··· SOURCE RECORDS

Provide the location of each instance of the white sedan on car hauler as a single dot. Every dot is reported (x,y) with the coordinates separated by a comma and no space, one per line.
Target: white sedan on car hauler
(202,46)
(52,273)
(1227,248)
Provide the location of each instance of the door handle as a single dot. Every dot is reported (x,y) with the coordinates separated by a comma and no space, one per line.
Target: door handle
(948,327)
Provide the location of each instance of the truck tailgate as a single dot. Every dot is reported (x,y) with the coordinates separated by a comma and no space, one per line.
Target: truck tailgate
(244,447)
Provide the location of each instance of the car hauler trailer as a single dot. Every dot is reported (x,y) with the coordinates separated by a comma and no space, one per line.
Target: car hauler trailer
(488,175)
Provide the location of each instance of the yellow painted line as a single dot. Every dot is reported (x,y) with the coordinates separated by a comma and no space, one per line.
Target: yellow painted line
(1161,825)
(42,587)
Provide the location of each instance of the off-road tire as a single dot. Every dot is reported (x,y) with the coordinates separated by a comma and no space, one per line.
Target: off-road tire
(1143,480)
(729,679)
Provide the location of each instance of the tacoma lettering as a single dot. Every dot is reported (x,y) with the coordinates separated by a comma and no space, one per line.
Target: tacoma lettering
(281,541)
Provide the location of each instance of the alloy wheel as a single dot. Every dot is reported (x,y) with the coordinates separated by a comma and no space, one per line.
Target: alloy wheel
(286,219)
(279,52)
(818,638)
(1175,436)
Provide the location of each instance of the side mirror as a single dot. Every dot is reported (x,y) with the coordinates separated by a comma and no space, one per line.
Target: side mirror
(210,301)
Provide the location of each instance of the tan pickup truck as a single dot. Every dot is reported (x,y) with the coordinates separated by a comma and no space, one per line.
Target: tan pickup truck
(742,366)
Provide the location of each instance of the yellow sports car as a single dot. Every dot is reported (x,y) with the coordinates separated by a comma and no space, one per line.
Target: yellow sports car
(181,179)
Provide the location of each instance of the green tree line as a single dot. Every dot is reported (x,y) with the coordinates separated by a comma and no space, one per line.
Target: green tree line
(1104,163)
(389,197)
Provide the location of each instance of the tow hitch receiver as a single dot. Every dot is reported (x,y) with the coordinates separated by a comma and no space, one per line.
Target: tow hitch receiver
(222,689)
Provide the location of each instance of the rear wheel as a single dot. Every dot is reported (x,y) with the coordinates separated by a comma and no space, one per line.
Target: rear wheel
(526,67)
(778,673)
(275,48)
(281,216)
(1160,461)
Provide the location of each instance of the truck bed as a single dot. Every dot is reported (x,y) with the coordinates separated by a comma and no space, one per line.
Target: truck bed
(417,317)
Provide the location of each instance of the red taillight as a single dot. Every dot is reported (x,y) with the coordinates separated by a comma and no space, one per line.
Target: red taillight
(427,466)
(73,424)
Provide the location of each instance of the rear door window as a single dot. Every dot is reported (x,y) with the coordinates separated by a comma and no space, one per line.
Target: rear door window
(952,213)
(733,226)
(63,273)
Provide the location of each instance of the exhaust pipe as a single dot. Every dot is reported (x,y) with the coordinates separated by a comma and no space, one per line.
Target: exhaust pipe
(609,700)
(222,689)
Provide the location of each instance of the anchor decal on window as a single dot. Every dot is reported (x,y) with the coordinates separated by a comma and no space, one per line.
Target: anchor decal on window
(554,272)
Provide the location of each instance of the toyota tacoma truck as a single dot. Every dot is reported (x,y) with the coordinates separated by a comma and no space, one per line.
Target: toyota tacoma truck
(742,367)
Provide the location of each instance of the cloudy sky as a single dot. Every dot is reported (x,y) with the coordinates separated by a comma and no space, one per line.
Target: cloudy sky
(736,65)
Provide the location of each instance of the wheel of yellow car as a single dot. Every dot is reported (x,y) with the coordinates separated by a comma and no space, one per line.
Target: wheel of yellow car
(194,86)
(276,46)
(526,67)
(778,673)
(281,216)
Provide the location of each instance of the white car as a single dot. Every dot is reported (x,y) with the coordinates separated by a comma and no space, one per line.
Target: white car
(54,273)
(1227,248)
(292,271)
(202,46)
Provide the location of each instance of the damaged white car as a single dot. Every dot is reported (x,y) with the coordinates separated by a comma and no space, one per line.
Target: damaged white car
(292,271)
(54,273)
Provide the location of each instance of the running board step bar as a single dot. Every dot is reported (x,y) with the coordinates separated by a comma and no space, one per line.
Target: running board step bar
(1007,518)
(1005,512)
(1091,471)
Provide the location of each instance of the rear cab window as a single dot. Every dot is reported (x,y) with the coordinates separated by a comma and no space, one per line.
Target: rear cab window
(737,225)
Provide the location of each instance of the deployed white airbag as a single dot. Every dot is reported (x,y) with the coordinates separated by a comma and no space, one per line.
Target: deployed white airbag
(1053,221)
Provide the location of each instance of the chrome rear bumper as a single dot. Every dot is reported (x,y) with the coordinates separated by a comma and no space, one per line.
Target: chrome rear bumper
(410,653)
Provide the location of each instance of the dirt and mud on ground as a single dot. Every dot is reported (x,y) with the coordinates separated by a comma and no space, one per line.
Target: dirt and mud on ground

······

◆ PROBLEM DETAILS:
Please duplicate the records without any change, from the line with "Provide the location of each instance of the damaged" up to and including the last line of the records.

◆ REPLY:
Provide the location of each instance of the damaged white car as a single dot. Every dot is reported (x,y) with the coordinates separated by a comma and no space, one per line.
Target: damaged white car
(292,271)
(54,273)
Provide the location of each instance of the running board step bar as a single dot. Every dot is reported (x,y) with the coordinates separated by a comma and no space, one per line.
Target: running board step bar
(1007,518)
(1005,512)
(1091,471)
Provide the location of each instance of the rear cab window as a single dot. Every dot is reported (x,y) with the coordinates separated by a comma and no space, one per line.
Target: rear cab window
(737,225)
Provide the location of each instance of the deployed white airbag as a single dot. Every dot is reported (x,y) with the coordinates separated by a comma and no space, one per line.
Target: deployed white airbag
(1053,221)
Provide the location of each instance of the chrome rear bumper as a single dot. Every dot is reported (x,y) with the coordinates separated by a comma and no space, one per line.
Target: chrome rear bumper
(410,653)
Provide the location of each instance of the dirt and mud on ground as a single dot. Every dot is reported (x,y) with the coordinates separated by a comma and no space, one per line.
Target: dirt and mud on ground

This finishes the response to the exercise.